Material for this exercise
--------------------------------

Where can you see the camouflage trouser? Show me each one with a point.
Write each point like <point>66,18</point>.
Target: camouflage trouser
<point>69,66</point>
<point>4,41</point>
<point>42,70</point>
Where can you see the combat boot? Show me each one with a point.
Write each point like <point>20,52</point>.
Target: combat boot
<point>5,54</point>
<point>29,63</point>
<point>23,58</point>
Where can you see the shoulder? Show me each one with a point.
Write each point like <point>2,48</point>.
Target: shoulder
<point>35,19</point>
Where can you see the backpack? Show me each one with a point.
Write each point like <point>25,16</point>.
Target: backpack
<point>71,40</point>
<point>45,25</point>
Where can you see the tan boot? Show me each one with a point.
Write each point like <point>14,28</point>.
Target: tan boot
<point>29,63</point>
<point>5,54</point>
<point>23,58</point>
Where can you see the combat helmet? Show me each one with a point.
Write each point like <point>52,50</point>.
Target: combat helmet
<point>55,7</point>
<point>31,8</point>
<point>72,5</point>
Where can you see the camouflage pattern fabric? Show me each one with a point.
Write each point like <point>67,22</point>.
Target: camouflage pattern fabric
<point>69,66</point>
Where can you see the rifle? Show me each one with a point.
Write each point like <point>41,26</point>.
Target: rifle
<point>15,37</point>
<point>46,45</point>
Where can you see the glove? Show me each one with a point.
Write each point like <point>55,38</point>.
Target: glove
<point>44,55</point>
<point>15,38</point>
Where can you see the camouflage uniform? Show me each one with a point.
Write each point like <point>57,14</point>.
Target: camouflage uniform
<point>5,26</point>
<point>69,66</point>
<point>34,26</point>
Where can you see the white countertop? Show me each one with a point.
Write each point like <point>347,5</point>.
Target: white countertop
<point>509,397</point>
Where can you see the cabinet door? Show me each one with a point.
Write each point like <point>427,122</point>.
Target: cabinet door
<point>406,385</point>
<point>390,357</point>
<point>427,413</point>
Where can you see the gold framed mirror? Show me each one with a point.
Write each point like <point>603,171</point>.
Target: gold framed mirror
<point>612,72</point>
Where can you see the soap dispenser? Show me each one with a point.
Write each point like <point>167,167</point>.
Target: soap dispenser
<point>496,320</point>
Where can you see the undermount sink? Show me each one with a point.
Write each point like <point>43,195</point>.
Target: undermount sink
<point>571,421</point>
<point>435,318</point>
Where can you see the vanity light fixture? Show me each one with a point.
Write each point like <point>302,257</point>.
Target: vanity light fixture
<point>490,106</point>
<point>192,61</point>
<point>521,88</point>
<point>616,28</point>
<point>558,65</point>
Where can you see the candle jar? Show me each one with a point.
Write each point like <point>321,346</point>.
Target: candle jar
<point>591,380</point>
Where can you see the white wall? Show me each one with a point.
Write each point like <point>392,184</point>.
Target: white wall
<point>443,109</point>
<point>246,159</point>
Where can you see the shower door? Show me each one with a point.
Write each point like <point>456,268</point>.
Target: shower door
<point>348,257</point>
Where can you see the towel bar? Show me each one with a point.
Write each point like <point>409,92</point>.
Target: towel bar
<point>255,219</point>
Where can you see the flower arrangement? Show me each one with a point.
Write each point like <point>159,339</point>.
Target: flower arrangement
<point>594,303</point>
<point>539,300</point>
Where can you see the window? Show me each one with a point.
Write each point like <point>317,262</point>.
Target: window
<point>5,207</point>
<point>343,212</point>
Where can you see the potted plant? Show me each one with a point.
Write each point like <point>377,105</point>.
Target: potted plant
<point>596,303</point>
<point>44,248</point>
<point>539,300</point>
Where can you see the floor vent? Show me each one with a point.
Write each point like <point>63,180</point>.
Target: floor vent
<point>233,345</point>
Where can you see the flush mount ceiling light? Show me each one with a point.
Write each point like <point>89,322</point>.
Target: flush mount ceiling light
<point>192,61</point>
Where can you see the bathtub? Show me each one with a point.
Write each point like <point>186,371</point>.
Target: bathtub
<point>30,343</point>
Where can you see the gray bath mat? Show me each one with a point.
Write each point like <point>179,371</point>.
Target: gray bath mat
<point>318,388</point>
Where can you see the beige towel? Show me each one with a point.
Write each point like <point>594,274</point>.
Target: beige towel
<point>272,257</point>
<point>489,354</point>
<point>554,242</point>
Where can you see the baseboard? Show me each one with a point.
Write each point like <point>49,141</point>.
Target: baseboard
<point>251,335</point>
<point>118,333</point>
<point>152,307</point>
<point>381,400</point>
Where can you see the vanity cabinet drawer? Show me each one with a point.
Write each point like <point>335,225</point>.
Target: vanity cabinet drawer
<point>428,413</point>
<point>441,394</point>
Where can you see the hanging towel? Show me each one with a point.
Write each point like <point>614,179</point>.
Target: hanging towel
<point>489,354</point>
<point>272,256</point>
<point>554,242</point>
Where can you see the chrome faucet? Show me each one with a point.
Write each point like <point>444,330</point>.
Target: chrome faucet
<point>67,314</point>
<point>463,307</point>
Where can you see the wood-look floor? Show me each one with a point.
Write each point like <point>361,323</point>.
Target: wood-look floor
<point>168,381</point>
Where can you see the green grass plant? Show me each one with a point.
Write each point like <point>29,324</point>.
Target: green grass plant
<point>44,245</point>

--------------------------------

Aim of the exercise
Retype only the stretch of lines above starting at the one with "Target: camouflage uniform" and stopping at the one with "Write each point like <point>427,122</point>.", exactly as written, with both kept.

Your response
Target: camouflage uniform
<point>5,26</point>
<point>69,66</point>
<point>34,26</point>
Where can you see the white countertop? Show me each one with a point.
Write each point like <point>347,5</point>.
Target: white countertop
<point>509,397</point>
Where can you see the cabinet door? Show me each one with a point.
Write each point like <point>427,122</point>.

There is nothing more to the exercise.